Quoted text:
● ● ● ● ●
Councils and provincial cabinets might have been meeting in secret anywhere in Canada to impose the same rules of martial law that gripped Toronto, well before the event began.

They could have met; they could have decided; they could have kept it all to themselves and police across the land could have been putting anybody and everybody in jail just because they were where they were, as they did here.

There were no fences in other cities, for there were no actual locations in need of theoretical protection, but the reasons were as relevant in Vancouver as they were in Toronto why people might have been on the streets calling out for justice, fairness, compassion – balance, common sense.

Inasmuch as a state of martial law was imposed – unannounced – on Toronto, it could have happened anywhere.

And because it was so easy, so smooth, so completely obeyed, it could so easily come about again.

We really must not lose sight of this.

This federal Conservative government with its policies of control, concentrated power in the PMO, and a disdain for parliamentary process, continually diminishes the freedoms of which we Canadians have justly been so proud.

When Harper saw that his government was certain to fall, he openly prorogued parliament. When he became bored with their questions, their questions, he did it again, this time late on New Year’s Eve with a simple telephone call. He suspended parliament, put the people that the majority of the country voted for – the MPs not in cabinet – out of work for several weeks while he did what he pleased, running the country.

Every budget he brings to parliament carries unrelated articles within it so that even his own senators are calling him to account for his misuse of power.
● ● ● ● ●
Work to complete:
a: According to the commentary, when and how did Harper prorogue parliament the second time?
b: Reproduce the commentary word for word from "Councils and provincial" to "come about again.".
The records are not needed for this work.
● ● ● ● ●
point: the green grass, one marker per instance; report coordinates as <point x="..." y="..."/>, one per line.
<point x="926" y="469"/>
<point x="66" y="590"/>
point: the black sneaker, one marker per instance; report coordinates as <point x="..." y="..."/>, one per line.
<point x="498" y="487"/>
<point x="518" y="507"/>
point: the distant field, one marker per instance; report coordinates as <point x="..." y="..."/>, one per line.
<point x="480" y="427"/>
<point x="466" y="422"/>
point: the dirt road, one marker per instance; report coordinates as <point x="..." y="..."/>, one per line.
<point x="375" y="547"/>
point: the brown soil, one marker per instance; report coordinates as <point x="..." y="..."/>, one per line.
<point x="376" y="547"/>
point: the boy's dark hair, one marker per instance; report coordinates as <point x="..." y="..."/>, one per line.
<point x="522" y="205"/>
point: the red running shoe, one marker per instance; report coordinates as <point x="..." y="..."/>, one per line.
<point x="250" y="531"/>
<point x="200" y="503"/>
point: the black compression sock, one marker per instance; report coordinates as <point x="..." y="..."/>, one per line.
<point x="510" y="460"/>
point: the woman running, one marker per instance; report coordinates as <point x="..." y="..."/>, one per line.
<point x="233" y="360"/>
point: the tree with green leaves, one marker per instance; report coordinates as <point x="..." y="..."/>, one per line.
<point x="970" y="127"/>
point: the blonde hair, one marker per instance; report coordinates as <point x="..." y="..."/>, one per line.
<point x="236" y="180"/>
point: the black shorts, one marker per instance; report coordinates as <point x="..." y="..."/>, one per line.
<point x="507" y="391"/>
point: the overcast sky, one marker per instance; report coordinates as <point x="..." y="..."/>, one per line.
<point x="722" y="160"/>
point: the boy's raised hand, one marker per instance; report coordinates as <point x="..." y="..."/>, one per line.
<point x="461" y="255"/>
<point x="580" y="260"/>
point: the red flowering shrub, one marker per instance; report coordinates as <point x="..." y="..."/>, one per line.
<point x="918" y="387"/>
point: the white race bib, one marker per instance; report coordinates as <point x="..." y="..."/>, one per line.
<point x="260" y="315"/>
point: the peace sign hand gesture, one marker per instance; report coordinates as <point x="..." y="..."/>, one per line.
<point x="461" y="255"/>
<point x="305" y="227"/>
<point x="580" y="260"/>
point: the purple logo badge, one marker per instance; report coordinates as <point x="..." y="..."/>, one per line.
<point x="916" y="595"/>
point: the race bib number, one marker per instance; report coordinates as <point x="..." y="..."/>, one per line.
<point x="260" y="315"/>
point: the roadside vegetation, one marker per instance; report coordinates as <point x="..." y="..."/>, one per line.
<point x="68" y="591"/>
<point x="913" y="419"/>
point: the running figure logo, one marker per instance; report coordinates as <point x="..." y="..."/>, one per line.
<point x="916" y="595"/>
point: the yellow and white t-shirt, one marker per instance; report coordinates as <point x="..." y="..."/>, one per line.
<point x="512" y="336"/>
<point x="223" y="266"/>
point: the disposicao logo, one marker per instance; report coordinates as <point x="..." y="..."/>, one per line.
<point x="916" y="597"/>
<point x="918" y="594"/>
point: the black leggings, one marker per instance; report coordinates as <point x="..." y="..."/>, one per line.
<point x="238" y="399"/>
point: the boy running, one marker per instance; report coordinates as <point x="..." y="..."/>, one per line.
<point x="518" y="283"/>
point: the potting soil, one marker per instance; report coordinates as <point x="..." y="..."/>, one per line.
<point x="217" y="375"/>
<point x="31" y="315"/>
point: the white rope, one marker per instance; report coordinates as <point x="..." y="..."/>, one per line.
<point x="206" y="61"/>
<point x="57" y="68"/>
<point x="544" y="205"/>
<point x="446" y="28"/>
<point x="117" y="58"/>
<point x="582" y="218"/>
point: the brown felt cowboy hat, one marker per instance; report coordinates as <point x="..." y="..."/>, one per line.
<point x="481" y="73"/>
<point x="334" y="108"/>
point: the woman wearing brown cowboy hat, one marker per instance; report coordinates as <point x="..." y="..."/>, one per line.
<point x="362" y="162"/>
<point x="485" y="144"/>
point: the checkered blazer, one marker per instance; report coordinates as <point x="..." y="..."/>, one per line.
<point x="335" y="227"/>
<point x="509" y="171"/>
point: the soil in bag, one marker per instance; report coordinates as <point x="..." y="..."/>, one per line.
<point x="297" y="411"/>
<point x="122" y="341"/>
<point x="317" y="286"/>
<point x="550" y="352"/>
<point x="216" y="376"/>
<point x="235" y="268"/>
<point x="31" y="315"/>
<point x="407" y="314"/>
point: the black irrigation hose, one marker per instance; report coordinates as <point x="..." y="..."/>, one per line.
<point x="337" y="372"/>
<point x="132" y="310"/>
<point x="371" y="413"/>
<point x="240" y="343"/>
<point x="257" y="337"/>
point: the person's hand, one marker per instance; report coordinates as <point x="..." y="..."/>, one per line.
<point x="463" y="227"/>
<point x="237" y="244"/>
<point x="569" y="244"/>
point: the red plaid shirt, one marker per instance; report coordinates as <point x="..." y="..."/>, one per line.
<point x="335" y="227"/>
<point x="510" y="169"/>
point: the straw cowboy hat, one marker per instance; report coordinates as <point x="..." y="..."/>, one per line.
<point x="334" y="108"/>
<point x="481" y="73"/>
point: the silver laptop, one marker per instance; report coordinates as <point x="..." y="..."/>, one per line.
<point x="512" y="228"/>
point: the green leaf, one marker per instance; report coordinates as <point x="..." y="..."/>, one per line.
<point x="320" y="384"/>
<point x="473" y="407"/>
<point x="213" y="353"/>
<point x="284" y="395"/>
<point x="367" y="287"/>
● ● ● ● ●
Exercise responses:
a: He did it late on New Year's Eve with a simple telephone call.

b:
Councils and provincial cabinets might have been meeting in secret anywhere in Canada to impose the same rules of martial law that gripped Toronto, well before the event began.

They could have met; they could have decided; they could have kept it all to themselves and police across the land could have been putting anybody and everybody in jail just because they were where they were, as they did here.

There were no fences in other cities, for there were no actual locations in need of theoretical protection, but the reasons were as relevant in Vancouver as they were in Toronto why people might have been on the streets calling out for justice, fairness, compassion – balance, common sense.

Inasmuch as a state of martial law was imposed – unannounced – on Toronto, it could have happened anywhere.

And because it was so easy, so smooth, so completely obeyed, it could so easily come about again.